### WORK TO BE COMPLETED:
Pick up the news article about the large droppings found on a Tasmanian farm lawn and continue it from its last sentence.

Woman’s shock find on lawn after moving to remote Tassie farm: ‘Almost human’

Internet sleuths were convinced the massive poo could not have come from an animal as suggested. But were they wrong?

Paddy Zakaria's farm on the Tasman Peninsula in Tasmania.
When Paddy Zakaria first moved to the farm it hadn't been lived in for several months and wildlife had taken over. Source: Supplied

Moving from Australia’s mainland to a remote corner of Tasmania has been quite an adjustment for Paddy Zakaria. The bird calls are different and the ground is alive with small scurrying marsupials she's yet to identify.

But it was the massive "almost human” poos dumped on her front lawn which were perhaps the biggest shock. They were so startling that Paddy pulled out her camera and snapped a few images of the mysterious dumps next to her gumboot for scale.

“There’s lots of poos everywhere because the house was empty for a while and all the wildlife moved in,” she told Yahoo News from her remote Tasman Peninsula farm.

### INPUT DATA:
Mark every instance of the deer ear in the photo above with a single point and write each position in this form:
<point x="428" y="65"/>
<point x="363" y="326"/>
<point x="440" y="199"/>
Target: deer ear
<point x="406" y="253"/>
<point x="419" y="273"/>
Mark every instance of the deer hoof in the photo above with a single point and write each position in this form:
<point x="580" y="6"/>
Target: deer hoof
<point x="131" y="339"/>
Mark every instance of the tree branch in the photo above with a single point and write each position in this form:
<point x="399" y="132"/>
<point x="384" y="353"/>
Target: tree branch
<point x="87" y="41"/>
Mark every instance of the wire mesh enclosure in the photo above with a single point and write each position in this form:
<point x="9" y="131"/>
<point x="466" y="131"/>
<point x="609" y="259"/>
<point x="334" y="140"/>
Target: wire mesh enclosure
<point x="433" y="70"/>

* * *

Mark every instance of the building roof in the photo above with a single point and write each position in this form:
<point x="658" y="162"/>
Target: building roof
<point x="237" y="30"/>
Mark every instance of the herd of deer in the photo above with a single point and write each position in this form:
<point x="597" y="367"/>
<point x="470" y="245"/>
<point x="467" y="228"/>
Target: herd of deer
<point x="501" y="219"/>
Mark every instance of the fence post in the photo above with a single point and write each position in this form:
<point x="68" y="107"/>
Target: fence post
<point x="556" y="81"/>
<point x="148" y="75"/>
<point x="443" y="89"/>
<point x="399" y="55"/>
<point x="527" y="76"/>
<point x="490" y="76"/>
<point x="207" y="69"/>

### RESPONSE AREA:
“The reason they caught my attention is that they’re so huge, they’re massive. If you’d straightened it out it would have been a good 10 inches (24cm). The one next to it was a bit more squashy, almost like it had landed down on itself.”

After sharing an image of two of the poos to the Victorian Field Naturalists online forum, close to 500 people responded. Because they’d been excreted on top of a log and a piece of bark, many thought they’d been left by a wombat.

The poos on Paddy's farm (left) with her boot next to them for size. Square-shaped wombat poos (right)
The poos on Paddy's farm (left) were nothing like the cubed wombat poos she was familiar with. Source: Paddy Zakaria/Getty

Related: Tourists visiting Hobart warned to stay away from 700kg animal attraction

But others shot down this suggestion because of one simple assumption – everyone knows wombats drop cube-shaped poos. Wallabies, devils, dogs and human poo joggers were all put forward as theories.

Stumped by the mystery, a handful of respondents threw their hands in the air and suggested it could have been a legendary yowie – a humanlike creature that’s referenced in Indigenous stories and early Australian folklore.

When Paddy first saw the poos she was reminded of the terrible time she had when she lived in the Otways, close to Victoria’s famous Great Ocean Road. “People are pigs,” she said. “Unfortunately I’m very familiar with human poo.”

Living just 9 km from the sea, wayward tourists who were unable to find a toilet would often stop next to a thicket of trees near her front gate.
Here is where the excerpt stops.